Of all the flying-saucer stories that have landed in U.S. newspapers, the most fantastic was told by a Denver oilman named Silas M. Newton. Two years ago, he solemnly told a University of Denver science class that at least three saucers, carrying crews of tiny (30-inch) men, had landed in the U.S., that the Air Force had captured the crews and was hushing up the big story. Later, to support his tale, he cited "evidence" given by a mysterious scientist whom he called "Dr. Gee." The story told by Newton, a friend of Variety Columnist Frank Scully, got Scully started on his bestseller Behind the Flying Saucers (TIME, Sept. 25, 1950) which devoted a great deal of space to Newton's and Dr. Gee's "evidence."
Last week, after a ten-day investigation, the Denver Post not only exposed Newton and his sidekick as phony experts; it also dug up enough evidence to arrest Newton and a man the paper said was his Dr. Gee, Leo Ge Bauer, operator of a small electrical manufacturing shop in Phoenix, Ariz. The charge: Newton and Ge Bauer had fleeced a wealthy rancher out of $34,000 with another "scientific" discovery, a machine that could locate oil or water underground.
Pot & Pan. The Post exposé was the work of John P. Cahn, a 33-year-old San Francisco free-lance writer who first tried to debunk Newton and Dr. Gee for the San Francisco Chronicle. He became suspicious when he got his hands on the rare, "unmeltable" metal which they claimed came from one of the flying saucers. It turned out to be nothing but pot & pan aluminum. Cahn could not get the complete proof against the men that the Chronicle wanted. But True Magazine, which once stated that flying-saucers "are real," last month ran a Cahn article questioning Newton's and Dr. Gee's credentials as experts.
Reporter Cahn was still not satisfied. He persuaded the Denver Post to hire him to investigate further. Cahn came across Herman Flader, a Denver grain man and industrialist who said he had dealings with Newton and Ge Bauer in 1949. For $34,000, said Flader. they sold him an interest in three "Doodlebugs," radio-size machines covered with dials and bulbs that lighted up when a Doodlebug detected a well.
Plutonium & Batteries. When Flader took delivery of the Doodlebugs, he got a warning never to open the case. Its plutonium-tipped antennas and delicate electronic mechanism might cause an explosion. Guided by the machine's lights, Flader sank $166,000 in oil land leases, but found no oil.
Reporter Cahn took the results of his investigation to the police and FBI. Ge Bauer and Newton were quickly picked up and released on bail to await trial for fraud. When police examined a Doodlebug, they found no plutonium, no delicate electronic mechanism. The Doodlebug was just a piece of war-surplus radio equipment that could be bought for $3.50. There had been one slight" change; flashlight batteries had been installed to light up the bulbs when the knobs were turned.

» **Your objective**: In the article about the flying-saucer story, what did the supposedly "unmeltable" saucer metal turn out to be?

» **Records from a data collection**:

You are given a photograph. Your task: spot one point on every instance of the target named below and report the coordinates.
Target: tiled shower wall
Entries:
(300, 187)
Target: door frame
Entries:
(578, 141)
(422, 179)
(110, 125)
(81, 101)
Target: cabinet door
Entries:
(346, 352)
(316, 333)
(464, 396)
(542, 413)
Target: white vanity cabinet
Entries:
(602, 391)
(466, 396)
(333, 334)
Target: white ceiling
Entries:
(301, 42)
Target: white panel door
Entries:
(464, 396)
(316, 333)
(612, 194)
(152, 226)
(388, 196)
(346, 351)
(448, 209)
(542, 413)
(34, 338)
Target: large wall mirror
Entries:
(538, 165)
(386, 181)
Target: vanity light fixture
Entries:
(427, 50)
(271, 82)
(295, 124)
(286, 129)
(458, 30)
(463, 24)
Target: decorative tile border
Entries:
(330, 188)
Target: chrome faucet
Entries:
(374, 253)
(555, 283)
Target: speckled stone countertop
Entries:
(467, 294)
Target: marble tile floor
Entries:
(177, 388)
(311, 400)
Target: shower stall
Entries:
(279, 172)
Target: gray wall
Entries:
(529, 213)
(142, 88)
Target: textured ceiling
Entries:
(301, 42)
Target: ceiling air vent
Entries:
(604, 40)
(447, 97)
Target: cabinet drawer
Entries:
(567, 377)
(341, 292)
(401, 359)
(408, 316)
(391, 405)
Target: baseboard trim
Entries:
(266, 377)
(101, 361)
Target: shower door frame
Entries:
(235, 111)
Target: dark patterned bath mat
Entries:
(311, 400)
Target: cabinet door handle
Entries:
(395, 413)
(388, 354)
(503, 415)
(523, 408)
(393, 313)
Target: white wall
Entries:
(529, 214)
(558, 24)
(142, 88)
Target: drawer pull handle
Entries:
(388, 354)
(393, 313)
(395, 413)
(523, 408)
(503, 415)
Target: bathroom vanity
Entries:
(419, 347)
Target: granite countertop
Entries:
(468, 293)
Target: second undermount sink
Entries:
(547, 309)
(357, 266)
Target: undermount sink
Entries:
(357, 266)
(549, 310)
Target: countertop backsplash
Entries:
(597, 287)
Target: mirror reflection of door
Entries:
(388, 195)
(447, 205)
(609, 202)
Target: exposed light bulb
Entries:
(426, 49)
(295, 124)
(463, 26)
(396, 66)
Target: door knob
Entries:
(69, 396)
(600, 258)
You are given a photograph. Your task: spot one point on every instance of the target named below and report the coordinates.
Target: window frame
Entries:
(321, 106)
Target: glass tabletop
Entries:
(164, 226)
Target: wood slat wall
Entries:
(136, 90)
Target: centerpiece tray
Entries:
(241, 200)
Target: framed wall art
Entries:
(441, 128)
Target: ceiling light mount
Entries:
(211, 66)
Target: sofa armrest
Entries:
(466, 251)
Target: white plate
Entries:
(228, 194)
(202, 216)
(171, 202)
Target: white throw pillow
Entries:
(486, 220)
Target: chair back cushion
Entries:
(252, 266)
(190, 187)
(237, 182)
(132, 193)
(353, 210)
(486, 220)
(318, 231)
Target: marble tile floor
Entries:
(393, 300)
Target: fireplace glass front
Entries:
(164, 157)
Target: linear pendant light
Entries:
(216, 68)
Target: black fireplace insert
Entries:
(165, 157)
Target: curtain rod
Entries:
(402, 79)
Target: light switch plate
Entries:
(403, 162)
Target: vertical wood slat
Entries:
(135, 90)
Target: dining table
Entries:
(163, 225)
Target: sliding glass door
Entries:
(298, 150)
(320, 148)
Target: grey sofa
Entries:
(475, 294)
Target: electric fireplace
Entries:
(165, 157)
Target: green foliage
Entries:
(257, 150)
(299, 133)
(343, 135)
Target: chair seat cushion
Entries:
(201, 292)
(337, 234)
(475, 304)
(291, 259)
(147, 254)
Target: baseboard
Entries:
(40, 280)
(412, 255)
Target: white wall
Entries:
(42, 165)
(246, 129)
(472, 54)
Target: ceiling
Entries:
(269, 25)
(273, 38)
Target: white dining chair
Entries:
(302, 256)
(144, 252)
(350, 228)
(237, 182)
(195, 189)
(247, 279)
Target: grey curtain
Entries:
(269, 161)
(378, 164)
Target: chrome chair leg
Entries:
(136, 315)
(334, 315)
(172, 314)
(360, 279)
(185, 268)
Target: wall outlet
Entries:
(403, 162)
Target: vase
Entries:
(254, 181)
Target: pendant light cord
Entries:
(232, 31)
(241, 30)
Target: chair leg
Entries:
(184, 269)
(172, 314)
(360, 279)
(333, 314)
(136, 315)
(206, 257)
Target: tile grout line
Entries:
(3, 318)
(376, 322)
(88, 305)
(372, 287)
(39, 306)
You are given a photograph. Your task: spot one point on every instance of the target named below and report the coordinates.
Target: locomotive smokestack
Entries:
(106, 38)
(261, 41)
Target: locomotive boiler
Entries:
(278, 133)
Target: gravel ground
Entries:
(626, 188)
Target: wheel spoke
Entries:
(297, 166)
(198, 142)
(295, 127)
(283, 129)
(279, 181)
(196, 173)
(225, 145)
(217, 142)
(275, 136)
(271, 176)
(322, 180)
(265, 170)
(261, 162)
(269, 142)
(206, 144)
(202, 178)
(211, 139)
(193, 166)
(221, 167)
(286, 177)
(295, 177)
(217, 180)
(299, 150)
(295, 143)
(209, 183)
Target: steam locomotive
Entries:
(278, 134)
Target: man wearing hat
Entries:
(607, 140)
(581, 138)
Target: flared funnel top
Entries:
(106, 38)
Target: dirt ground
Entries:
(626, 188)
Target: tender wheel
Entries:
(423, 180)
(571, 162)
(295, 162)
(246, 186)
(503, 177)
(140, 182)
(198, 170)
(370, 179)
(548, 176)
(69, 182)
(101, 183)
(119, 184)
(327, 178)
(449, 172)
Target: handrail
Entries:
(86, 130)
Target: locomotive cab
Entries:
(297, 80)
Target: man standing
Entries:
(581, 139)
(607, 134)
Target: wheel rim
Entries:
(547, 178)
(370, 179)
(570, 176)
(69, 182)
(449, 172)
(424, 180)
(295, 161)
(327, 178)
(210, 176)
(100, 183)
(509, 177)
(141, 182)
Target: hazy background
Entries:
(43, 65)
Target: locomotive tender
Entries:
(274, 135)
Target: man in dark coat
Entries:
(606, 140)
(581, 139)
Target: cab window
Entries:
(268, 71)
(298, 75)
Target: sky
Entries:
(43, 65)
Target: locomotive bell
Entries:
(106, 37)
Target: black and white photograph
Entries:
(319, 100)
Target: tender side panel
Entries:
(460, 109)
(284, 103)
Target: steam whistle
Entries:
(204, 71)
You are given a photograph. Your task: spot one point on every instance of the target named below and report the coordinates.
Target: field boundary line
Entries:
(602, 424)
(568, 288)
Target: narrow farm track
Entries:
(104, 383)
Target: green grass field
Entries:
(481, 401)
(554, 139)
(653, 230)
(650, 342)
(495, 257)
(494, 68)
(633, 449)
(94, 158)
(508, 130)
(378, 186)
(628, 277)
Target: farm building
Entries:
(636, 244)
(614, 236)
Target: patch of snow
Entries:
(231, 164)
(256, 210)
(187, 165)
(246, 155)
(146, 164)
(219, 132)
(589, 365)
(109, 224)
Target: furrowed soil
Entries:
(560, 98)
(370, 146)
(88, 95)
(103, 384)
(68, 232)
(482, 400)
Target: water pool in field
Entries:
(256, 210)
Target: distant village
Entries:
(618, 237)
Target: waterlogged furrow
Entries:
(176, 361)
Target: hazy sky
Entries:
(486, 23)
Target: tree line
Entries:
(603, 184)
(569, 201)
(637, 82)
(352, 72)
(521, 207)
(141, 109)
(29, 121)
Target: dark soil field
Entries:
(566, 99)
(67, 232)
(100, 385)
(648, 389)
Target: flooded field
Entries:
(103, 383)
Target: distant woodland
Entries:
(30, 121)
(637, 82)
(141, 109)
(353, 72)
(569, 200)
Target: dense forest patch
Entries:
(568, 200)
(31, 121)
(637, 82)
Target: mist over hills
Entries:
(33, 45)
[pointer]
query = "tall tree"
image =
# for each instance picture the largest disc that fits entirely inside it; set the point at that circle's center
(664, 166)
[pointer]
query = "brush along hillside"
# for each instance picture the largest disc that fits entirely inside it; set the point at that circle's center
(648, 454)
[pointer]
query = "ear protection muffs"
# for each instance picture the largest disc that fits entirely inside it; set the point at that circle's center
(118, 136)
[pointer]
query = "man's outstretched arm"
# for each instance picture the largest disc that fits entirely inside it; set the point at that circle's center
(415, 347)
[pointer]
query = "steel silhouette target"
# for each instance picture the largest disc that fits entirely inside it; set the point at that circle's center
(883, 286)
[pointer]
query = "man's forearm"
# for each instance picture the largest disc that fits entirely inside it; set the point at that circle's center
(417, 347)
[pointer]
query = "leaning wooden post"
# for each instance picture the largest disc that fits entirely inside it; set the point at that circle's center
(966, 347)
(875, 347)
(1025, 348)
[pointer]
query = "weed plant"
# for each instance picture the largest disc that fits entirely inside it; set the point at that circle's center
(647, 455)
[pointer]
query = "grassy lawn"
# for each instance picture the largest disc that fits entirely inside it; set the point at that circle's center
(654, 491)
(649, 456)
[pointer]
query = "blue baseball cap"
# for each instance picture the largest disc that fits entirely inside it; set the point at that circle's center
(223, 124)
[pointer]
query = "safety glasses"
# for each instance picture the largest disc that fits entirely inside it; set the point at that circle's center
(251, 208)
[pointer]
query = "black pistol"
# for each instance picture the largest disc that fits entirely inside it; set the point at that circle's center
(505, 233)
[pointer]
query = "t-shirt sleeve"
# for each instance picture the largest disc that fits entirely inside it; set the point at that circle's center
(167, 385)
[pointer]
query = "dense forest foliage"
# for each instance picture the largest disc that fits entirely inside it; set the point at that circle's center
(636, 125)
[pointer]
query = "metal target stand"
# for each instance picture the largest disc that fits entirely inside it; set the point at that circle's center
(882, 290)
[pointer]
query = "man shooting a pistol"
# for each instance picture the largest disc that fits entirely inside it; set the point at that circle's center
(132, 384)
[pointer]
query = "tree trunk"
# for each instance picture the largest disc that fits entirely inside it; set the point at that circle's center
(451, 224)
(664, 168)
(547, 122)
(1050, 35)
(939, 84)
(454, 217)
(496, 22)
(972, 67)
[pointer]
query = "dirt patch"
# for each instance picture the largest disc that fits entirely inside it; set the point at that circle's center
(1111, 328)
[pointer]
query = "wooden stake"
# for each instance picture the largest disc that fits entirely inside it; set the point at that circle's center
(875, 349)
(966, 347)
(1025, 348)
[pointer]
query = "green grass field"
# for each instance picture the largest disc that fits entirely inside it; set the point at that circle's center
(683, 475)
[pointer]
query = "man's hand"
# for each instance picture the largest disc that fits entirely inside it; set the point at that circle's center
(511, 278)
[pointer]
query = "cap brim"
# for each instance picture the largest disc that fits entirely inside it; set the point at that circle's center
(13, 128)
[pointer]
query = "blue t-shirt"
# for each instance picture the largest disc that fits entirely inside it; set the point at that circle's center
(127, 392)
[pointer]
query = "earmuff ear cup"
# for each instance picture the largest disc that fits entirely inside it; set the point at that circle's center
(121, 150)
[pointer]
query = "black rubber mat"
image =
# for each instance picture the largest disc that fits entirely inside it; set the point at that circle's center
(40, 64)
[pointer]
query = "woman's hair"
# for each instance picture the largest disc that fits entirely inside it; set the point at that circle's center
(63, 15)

» **Expected answer**: It turned out to be nothing but pot & pan aluminum.